Your output is the line containing "Return the mask of every instance of the arched" plus all lines after it to the end of the records, reproduced exactly, with nothing else.

(Stored dataset items)
□ □ □ □ □

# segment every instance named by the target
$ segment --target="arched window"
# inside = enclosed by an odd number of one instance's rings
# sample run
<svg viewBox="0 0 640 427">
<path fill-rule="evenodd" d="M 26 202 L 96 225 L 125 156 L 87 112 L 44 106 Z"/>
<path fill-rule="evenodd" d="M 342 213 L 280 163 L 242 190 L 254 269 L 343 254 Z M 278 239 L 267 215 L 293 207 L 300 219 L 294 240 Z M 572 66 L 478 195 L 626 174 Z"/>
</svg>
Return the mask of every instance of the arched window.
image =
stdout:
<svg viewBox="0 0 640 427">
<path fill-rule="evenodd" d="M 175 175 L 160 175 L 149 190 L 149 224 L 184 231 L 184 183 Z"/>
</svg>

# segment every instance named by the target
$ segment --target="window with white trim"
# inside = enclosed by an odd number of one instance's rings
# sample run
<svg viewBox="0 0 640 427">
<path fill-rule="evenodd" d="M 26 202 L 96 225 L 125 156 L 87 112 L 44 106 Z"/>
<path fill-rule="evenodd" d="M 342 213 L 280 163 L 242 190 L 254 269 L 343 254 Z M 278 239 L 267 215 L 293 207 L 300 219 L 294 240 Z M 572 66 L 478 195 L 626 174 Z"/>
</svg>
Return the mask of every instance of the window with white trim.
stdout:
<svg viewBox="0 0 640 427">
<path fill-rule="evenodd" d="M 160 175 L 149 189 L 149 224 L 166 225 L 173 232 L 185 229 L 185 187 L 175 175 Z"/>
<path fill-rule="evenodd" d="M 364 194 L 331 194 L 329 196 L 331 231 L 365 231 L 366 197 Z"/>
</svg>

□ □ □ □ □

SOLUTION FOR THIS EXERCISE
Return the mask of every instance of the arched window.
image =
stdout:
<svg viewBox="0 0 640 427">
<path fill-rule="evenodd" d="M 175 175 L 160 175 L 149 190 L 149 224 L 184 231 L 184 183 Z"/>
</svg>

# segment every instance named by the target
$ segment --target="window with white trim"
# inside = enclosed by an odd number of one instance's rings
# sample run
<svg viewBox="0 0 640 427">
<path fill-rule="evenodd" d="M 26 202 L 96 225 L 125 156 L 87 112 L 44 106 Z"/>
<path fill-rule="evenodd" d="M 342 213 L 280 163 L 242 190 L 254 269 L 343 254 Z M 278 239 L 267 215 L 293 207 L 300 219 L 294 240 Z M 572 66 L 478 195 L 626 174 Z"/>
</svg>
Return the mask of every instance of the window with white trim.
stdout:
<svg viewBox="0 0 640 427">
<path fill-rule="evenodd" d="M 160 175 L 149 189 L 149 224 L 166 225 L 173 232 L 185 229 L 185 187 L 175 175 Z"/>
<path fill-rule="evenodd" d="M 364 194 L 331 194 L 329 196 L 331 231 L 365 231 L 366 197 Z"/>
</svg>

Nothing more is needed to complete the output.